What is needed
Reproduce word for word the portion of the article on the polar weather satellite data gap, below, that runs from "NOAA has been" up to and including "from polar orbit.".

***** Selected extract *****

The data gap could start as soon as 2017, according to Lubchenco.

Congress passed the budget bill Thursday and sent it to the White House for President Obama to sign it into law.

NASA plans to launch a stopgap weather and climate research satellite named the NPOESS Preparatory Project, or NPP, into polar orbit in October. NPP has a five-year life span in space, meaning it could be lost by late 2016 or early 2017 if its operations cannot be extended.

The launch of the JPSS 1 satellite will occur in September 2016, at the earliest. And that's only if funding is doubled soon, which isn't likely in the current budget environment. It's more likely the launch could be pushed back to 2018, officials said.

Sen. Mark Begich, D-Alaska, said he and other senators attempted to raise support for more JPSS funding in the federal budget, but their efforts were shot down in the name of fiscal austerity.

"There will be a data gap," Lubchenco told Sen. Begich. "That data gap will have very serious consequences for our ability to do severe storm warnings, long-term weather forecasts, search and rescue and good weather forecasts for your state."

Alaska is best served by polar orbiting satellites like those envisioned for JPSS because the state is too far north for good coverage by NOAA's high-altitude geostationary weather satellites over the equator.

Stood up after the break-up of the behind-schedule, over-budget National Polar-orbiting Operational Environmental Satellite System in February 2010, the JPSS program is one-half of the planned U.S. weather satellite fleet in low-altitude orbits.

NPOESS was a combined program between NOAA and the U.S. Air Force, so the military started the Defense Weather Satellite System last year to continue the Pentagon-run weather observation network.

 
Artist's concept of the JPSS 1 satellite in space. Credit: Ball Aerospace and Technologies Corp.
 
NOAA has been trying to start the JPSS program with a fraction of the money needed. The agency redirected its half of the NPOESS budget toward JPSS, but it wasn't enough to get the new program off to a healthy start.

Preston Burch, the NASA manager in charge of developing JPSS satellites, said in February that instrument and spacecraft design work was being significantly curtailed due to budget constraints. The JPSS 1 satellite is a clone of NPP with the same instruments and a nearly identical spacecraft bus built by Ball Aerospace and Technologies Corp.

Managed by NASA, NPP was originally conceived as a risk reduction and gap-filler satellite for the NPOESS program's high-tech sensor suite and NOAA's polar satellite fleet. Now, the satellite that was once an insurance policy may still not be enough to ensure weather data continuity from polar orbit.

***** Given data *****

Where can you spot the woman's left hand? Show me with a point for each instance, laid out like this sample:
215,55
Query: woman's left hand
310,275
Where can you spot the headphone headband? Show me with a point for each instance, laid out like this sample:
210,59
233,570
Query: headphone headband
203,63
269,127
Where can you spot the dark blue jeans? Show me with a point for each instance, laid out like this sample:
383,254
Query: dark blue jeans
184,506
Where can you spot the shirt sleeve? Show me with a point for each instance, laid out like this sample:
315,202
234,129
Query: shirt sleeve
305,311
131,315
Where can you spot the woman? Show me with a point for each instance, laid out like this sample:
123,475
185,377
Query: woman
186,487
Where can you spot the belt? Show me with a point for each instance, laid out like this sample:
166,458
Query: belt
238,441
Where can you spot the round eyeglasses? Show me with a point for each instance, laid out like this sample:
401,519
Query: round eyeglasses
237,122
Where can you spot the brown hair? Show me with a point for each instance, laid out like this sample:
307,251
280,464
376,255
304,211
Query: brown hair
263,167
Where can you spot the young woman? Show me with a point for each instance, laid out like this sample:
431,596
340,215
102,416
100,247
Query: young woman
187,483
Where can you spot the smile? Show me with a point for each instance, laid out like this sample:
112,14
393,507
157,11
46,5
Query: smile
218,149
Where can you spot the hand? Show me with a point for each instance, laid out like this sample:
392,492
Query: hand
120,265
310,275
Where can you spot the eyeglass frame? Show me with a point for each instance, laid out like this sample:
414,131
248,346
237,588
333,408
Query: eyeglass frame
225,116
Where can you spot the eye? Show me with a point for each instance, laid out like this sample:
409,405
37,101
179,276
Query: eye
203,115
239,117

*****

Result
NOAA has been trying to start the JPSS program with a fraction of the money needed. The agency redirected its half of the NPOESS budget toward JPSS, but it wasn't enough to get the new program off to a healthy start.

Preston Burch, the NASA manager in charge of developing JPSS satellites, said in February that instrument and spacecraft design work was being significantly curtailed due to budget constraints. The JPSS 1 satellite is a clone of NPP with the same instruments and a nearly identical spacecraft bus built by Ball Aerospace and Technologies Corp.

Managed by NASA, NPP was originally conceived as a risk reduction and gap-filler satellite for the NPOESS program's high-tech sensor suite and NOAA's polar satellite fleet. Now, the satellite that was once an insurance policy may still not be enough to ensure weather data continuity from polar orbit.